▶ [WHAT TO PRODUCE]:
Return the following from the records below: each line, word for word, starting with the line that contains "Target: yellow air tank" and going on through the line that contains "Target: bare tree", with nothing outside that range.

──────── SOURCE DATA ────────

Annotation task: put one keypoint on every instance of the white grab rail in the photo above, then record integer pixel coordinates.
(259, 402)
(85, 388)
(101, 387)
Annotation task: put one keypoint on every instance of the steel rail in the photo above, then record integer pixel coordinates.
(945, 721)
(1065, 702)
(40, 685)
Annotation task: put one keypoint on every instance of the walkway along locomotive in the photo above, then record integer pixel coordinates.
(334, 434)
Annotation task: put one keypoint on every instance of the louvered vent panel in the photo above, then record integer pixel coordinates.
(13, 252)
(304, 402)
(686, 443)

────────
──────── SOURCE DATA ────────

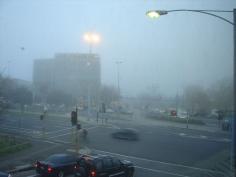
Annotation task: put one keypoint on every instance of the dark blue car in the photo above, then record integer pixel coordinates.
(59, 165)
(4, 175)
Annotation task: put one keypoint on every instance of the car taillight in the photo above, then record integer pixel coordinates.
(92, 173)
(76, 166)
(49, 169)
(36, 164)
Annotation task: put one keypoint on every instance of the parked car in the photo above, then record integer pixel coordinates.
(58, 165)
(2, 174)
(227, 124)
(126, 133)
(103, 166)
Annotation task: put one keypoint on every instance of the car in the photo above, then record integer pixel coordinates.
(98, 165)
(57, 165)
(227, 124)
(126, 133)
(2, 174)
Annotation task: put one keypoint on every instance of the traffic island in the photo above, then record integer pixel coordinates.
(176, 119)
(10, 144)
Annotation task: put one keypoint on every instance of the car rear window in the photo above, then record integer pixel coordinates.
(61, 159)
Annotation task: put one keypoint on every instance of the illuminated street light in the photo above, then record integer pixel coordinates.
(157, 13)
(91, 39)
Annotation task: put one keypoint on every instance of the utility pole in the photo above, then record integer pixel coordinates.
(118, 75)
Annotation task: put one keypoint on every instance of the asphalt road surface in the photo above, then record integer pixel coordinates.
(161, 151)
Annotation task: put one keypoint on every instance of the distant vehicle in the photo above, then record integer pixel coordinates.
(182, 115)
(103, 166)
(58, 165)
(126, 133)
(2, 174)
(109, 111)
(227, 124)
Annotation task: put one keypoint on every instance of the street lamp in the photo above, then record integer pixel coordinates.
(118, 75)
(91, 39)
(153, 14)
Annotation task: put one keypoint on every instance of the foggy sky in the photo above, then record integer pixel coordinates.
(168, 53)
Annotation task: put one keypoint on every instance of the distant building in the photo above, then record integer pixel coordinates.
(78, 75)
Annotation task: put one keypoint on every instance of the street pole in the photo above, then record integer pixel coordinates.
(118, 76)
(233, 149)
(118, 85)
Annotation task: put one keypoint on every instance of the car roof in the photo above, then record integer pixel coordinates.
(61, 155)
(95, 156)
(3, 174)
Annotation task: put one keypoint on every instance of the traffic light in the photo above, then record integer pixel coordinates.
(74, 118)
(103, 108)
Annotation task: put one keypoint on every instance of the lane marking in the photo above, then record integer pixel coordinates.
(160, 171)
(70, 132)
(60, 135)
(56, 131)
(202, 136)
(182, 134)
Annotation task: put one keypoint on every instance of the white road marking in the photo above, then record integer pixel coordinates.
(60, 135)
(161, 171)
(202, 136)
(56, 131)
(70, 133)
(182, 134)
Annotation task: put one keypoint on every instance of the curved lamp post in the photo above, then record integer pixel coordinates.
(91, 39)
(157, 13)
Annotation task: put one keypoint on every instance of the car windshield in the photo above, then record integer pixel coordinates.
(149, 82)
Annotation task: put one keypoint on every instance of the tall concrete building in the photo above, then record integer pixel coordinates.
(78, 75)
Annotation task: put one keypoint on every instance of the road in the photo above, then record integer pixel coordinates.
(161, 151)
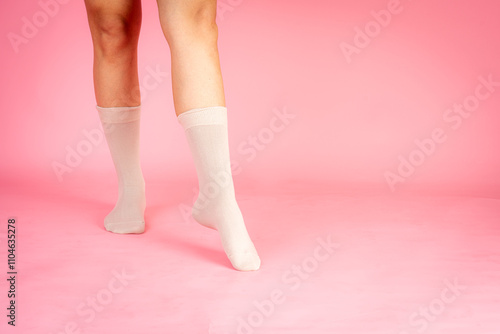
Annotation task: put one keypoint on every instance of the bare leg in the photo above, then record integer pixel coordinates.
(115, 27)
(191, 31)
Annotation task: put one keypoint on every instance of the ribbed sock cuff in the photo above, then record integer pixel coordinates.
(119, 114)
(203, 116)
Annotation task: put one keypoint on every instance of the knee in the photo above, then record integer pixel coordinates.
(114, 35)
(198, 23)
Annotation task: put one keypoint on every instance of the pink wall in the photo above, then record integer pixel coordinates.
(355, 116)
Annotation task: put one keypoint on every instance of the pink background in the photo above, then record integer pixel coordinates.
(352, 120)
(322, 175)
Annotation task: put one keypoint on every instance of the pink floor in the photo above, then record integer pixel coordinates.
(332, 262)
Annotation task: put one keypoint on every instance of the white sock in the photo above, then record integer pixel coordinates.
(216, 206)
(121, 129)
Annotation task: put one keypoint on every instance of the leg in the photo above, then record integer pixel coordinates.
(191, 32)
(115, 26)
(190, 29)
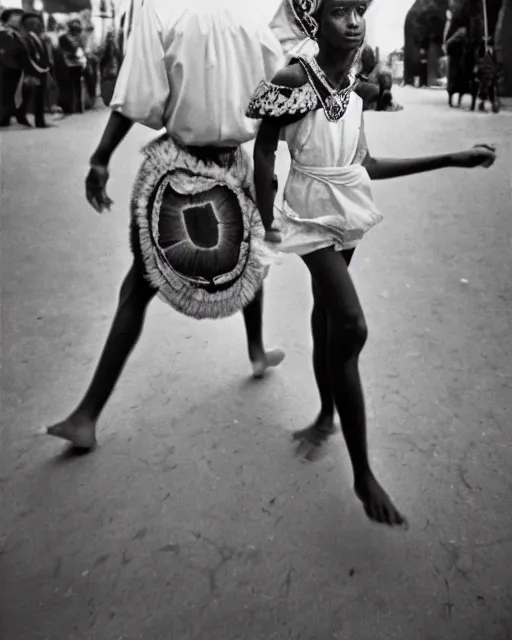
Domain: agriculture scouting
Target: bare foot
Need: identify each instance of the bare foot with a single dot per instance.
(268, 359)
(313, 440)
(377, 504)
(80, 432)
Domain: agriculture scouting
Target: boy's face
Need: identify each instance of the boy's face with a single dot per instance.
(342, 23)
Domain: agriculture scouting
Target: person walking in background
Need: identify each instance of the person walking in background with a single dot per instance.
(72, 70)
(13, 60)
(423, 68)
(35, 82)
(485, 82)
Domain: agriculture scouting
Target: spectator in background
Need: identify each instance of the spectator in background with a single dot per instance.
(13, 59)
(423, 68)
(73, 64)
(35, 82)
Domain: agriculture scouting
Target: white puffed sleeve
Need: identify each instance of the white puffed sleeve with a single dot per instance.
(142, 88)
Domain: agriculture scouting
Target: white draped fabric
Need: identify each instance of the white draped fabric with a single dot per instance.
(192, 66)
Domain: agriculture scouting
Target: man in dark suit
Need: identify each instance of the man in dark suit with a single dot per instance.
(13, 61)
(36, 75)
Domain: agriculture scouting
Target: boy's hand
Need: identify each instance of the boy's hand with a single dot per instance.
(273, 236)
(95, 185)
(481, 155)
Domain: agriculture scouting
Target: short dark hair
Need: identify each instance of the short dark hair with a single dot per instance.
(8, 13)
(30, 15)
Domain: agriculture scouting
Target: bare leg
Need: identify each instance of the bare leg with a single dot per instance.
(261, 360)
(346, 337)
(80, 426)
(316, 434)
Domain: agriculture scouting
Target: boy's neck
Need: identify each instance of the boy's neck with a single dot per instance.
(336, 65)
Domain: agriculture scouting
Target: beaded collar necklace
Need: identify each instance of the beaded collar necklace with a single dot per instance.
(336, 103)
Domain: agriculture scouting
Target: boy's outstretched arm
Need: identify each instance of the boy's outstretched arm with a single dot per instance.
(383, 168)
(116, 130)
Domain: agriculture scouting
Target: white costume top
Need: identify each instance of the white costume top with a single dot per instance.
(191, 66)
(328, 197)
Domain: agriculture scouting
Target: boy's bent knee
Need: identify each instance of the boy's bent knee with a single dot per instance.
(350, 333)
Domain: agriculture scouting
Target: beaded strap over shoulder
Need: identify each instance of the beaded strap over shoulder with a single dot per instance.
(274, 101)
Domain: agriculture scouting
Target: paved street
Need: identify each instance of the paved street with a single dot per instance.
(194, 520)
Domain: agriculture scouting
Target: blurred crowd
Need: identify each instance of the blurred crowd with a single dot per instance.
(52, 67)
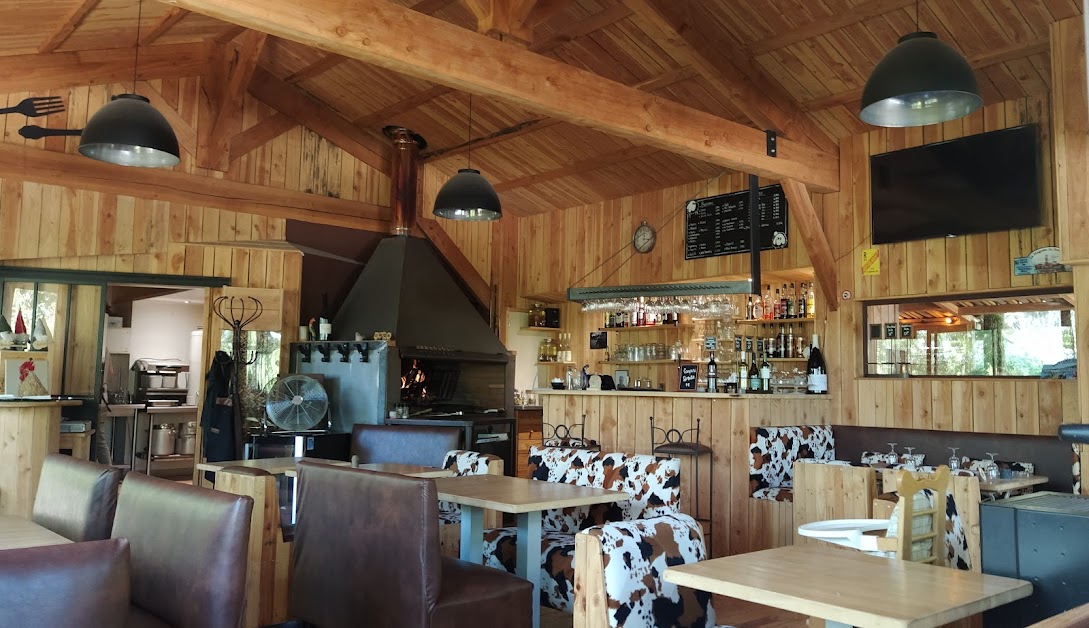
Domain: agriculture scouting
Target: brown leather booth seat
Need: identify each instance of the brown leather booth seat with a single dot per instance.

────────
──────── SOURCE DATA ────────

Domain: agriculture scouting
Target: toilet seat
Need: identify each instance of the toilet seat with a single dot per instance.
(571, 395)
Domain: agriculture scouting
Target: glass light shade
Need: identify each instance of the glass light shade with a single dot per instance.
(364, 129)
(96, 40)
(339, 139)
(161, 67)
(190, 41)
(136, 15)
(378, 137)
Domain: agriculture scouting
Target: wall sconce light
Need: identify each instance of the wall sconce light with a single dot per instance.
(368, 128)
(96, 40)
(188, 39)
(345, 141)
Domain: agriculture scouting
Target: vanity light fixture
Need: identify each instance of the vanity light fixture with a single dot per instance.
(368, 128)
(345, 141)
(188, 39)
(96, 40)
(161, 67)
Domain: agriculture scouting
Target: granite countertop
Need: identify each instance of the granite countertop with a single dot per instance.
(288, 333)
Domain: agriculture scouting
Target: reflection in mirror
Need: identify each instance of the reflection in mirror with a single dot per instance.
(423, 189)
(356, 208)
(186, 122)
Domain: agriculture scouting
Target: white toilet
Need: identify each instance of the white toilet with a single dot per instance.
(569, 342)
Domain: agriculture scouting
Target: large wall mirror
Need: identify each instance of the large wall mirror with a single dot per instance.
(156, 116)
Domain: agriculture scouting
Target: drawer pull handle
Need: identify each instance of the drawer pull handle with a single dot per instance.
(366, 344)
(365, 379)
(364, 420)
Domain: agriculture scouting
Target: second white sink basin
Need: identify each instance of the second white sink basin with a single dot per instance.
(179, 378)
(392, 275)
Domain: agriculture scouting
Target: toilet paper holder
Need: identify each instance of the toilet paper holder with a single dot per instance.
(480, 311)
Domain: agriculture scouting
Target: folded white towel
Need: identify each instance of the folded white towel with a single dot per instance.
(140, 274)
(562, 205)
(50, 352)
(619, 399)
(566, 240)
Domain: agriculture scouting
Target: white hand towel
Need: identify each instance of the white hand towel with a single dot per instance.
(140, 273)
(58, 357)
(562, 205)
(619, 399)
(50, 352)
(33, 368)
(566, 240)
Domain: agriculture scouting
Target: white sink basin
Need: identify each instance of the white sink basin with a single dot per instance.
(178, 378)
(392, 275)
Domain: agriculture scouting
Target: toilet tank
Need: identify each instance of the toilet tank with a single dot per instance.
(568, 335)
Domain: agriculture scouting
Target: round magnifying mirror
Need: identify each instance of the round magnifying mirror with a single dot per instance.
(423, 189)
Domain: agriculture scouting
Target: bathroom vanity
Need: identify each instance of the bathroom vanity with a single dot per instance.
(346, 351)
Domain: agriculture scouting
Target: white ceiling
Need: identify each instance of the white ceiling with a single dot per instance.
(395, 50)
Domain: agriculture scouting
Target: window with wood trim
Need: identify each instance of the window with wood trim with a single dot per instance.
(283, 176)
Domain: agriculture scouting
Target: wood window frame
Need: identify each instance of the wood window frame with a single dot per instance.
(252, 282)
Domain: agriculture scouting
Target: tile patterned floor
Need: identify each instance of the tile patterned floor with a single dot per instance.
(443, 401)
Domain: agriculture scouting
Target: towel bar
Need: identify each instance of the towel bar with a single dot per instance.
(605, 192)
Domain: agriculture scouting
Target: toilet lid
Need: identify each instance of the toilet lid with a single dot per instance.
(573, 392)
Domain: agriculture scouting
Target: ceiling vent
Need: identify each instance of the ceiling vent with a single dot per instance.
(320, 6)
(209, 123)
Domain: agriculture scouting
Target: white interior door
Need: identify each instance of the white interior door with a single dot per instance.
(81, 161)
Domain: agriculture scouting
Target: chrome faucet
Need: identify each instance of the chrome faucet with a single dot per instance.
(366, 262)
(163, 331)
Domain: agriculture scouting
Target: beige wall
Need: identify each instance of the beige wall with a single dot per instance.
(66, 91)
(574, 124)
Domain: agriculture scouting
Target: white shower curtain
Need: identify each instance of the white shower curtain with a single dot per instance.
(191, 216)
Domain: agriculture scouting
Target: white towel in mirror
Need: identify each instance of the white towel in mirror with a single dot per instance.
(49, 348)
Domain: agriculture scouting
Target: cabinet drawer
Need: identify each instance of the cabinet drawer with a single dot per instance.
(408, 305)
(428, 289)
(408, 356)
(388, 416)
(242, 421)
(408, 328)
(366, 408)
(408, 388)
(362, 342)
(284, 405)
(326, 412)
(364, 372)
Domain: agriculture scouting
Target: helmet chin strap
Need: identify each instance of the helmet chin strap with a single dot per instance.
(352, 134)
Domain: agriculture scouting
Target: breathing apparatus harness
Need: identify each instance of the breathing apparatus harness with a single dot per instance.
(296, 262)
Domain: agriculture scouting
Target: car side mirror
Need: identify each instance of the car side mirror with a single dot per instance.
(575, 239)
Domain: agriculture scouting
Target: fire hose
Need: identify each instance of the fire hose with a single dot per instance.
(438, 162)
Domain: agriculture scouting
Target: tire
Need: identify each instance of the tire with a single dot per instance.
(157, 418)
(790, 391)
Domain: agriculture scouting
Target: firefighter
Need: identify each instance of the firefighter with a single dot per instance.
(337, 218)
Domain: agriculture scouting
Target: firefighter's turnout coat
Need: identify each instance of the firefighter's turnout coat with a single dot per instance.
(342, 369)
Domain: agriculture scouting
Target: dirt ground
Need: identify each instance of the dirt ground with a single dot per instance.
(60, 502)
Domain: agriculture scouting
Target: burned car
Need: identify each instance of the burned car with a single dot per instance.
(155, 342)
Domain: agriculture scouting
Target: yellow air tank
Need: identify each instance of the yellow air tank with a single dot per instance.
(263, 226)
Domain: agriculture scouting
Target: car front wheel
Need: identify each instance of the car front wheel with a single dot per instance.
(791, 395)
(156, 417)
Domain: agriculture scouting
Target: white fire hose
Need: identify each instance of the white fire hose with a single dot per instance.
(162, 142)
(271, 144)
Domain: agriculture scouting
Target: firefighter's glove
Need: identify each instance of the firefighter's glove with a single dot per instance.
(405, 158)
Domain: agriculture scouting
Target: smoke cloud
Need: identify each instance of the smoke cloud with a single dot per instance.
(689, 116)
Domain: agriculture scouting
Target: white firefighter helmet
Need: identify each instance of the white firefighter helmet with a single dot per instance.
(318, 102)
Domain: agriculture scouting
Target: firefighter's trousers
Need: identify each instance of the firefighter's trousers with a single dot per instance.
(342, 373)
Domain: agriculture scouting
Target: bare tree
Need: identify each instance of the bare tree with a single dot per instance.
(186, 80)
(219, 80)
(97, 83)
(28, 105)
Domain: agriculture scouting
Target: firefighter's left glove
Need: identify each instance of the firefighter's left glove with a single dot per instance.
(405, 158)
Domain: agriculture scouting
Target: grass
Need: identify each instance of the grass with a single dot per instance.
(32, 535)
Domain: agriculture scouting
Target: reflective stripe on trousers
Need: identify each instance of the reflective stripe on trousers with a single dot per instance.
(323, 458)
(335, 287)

────────

▶ [YOUR RESPONSE]:
Target: yellow air tank
Need: identify each instance of the yellow air tank with a single dot per instance.
(263, 226)
Domain: agriculture scouting
Target: car front wheel
Need: identify each instance of the car front wheel with a single dot per instance.
(791, 395)
(156, 417)
Domain: agriculture scouting
Target: white fire hose
Need: identify each instance of the white fire hose with a single dot per instance.
(162, 142)
(271, 144)
Domain: agriculture scouting
Target: firefighter's glove
Need: identify each instance of the firefighter's glove with a single dot per instance.
(405, 158)
Domain: agriculture scouting
Target: smoke cloud
Need: identify each instance of the smoke cloud with a single dot per instance.
(689, 116)
Domain: agriculture scouting
Target: white firefighter helmet
Need: identify each instance of the white firefighter helmet with a single dot per instance.
(318, 102)
Domain: agriculture scouting
Target: firefighter's trousers
Need: identify each instance of the firefighter's trousers with a single dot per instance.
(342, 373)
Domain: agriculture scouting
Target: bare tree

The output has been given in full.